OUTPATIENT vs. INPATIENT – Substance Abuse Treatment
“Most people, when asked about addiction rehab, will envision the individual going to a secret place where they “get cured.”
THE TRUTH is most addiction treatment occurs in outpatient settings, in the patient’s home community. These settings vary from evening programs to day treatment and provide all the clinical components of inpatient care, while still allowing the patient to return home each night to their family. Multiple studies have proven that outpatient addiction treatment is at least as effective as inpatient. 1,2,3,4,5
While some patients require hospitalization, that hospitalization may include just a few days of stabilization. Each individual presents with different conditions and treatment needs. The assessment process, therefore, is of utmost importance. Hill Alcohol and Drug Treatment facility provides comprehensive patient evaluations for $75 (unless covered by insurance). Choosing the right treatment setting, or combination of settings, is paramount to a successful outcome. There is no one type that fits all! Studies have attempted to determine which treatment setting has greater success. The results show that the setting is less of a factor for success than are patient attitudes, family involvement, length of treatment and the patient’s accessibility to ongoing treatment services.
1 Cummings, Nicholas A.
2 Miller and Hester – (1986)
3 McLellan, Thomas – (2004)
4 Gregaire – (2000)
5 UCLA – Burdon, Dane (2008)
“Outpatient treatment has tremendous benefits.”
Outpatient treatment is typically a quarter of the cost of inpatient treatment.
Successful outcomes are enhanced by the relationships that the patients make with local individuals in recovery. These “recovery connections” serve to help displace their “drug connections,” as the patient begins to gain a sense of hope that life can be exciting and fulfilling.
Outpatient treatment, in real time with real stressors, offers a seamless connection, with the same people and systems, throughout the various levels of care involved in the treatment process.
For some people, especially those discontinuing use of drugs like Xanax, a hospital setting can be important, but, eventually these patients will stabilize and need to return home to continue the lengthy detox process. In these cases, good inpatient programs will work together with the patient’s local outpatient program, to assist the patient’s transition through an often very long withdrawal and post-acute withdrawal period.
With pain pills and Heroin, a new medication makes outpatient treatment viable, and tremendously effective. It has been specifically developed to make opiate treatment available on an outpatient basis. With this new medication, successful outcomes have gone from 10% to 80%.
-.-.-
EXERCISE BRIEF:
Duplicate the passage from the treatment-settings page that opens with the words "2 Miller and" and closes with "exciting and fulfilling.". The items come from a source unrelated to the page above.

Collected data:
-.-.-
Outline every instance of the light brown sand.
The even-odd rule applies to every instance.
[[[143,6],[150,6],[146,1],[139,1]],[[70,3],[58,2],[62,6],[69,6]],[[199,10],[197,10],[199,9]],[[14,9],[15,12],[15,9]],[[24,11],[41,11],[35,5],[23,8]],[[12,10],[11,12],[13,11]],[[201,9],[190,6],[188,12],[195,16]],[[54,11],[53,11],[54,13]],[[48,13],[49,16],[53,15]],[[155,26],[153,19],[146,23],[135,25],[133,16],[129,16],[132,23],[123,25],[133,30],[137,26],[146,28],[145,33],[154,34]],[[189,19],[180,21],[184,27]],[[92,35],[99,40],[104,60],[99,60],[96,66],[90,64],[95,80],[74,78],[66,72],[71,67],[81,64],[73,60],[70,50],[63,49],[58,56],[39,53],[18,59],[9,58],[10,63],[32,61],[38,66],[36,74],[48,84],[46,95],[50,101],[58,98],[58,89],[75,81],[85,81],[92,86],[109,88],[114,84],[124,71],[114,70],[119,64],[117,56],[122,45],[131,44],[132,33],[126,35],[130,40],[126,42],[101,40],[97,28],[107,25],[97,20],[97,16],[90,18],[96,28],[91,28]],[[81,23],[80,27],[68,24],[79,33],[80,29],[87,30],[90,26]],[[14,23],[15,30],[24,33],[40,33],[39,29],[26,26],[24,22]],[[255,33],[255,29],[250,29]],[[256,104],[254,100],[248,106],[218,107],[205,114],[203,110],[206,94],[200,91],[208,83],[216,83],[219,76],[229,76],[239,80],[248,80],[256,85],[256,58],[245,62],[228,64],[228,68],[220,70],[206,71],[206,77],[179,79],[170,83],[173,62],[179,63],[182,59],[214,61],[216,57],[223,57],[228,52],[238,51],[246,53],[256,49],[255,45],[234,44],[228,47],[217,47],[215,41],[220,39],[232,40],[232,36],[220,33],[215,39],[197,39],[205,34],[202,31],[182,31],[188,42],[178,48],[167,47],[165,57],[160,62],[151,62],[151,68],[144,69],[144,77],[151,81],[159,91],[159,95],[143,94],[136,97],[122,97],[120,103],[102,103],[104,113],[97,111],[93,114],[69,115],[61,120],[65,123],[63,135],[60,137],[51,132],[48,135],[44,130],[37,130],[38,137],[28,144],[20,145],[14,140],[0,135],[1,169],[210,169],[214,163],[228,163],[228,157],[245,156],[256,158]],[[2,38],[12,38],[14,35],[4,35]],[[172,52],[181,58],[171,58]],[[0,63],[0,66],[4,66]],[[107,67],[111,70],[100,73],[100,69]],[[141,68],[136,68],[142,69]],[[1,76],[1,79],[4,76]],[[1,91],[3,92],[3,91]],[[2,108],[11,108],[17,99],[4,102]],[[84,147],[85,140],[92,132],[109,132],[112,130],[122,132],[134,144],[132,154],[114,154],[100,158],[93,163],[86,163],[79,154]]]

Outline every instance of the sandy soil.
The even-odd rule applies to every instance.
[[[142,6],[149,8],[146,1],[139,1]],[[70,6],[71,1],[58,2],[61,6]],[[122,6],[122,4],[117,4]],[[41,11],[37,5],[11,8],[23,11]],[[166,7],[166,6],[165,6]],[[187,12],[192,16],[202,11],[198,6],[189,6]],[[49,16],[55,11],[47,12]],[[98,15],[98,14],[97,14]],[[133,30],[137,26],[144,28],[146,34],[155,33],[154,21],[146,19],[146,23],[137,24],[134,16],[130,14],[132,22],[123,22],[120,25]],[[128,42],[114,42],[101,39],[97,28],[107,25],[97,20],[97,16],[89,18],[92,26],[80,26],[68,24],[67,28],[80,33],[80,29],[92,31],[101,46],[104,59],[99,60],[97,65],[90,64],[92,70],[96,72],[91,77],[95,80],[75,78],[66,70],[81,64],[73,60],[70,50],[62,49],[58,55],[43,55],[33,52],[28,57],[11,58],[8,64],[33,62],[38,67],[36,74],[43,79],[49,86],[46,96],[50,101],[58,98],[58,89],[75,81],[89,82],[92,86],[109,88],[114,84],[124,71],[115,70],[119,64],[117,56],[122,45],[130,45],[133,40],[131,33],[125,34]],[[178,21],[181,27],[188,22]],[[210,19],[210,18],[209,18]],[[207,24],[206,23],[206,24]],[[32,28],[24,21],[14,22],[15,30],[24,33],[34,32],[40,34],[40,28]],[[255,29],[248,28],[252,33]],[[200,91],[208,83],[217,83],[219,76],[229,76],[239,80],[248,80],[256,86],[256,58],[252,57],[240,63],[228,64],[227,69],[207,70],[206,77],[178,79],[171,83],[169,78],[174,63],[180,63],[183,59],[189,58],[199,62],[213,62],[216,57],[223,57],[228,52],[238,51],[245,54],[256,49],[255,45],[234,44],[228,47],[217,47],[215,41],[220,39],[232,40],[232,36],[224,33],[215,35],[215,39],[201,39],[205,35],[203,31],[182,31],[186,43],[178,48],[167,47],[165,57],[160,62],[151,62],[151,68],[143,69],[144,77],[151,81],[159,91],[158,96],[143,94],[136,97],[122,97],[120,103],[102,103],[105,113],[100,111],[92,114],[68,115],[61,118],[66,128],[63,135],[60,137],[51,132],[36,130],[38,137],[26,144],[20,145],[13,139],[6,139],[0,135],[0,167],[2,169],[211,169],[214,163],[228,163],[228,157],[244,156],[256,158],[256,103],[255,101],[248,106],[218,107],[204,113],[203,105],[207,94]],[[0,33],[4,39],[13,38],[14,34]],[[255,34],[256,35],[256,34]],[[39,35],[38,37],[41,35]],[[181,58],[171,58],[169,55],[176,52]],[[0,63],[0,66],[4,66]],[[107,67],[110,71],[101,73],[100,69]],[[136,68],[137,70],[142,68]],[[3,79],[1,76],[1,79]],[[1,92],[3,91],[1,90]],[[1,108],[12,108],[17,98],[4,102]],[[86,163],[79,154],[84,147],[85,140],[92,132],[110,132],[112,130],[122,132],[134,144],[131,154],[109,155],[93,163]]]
-.-.-
EXERCISE OUTPUT:
2 Miller and Hester – (1986)
3 McLellan, Thomas – (2004)
4 Gregaire – (2000)
5 UCLA – Burdon, Dane (2008)
“Outpatient treatment has tremendous benefits.”
Outpatient treatment is typically a quarter of the cost of inpatient treatment.
Successful outcomes are enhanced by the relationships that the patients make with local individuals in recovery. These “recovery connections” serve to help displace their “drug connections,” as the patient begins to gain a sense of hope that life can be exciting and fulfilling.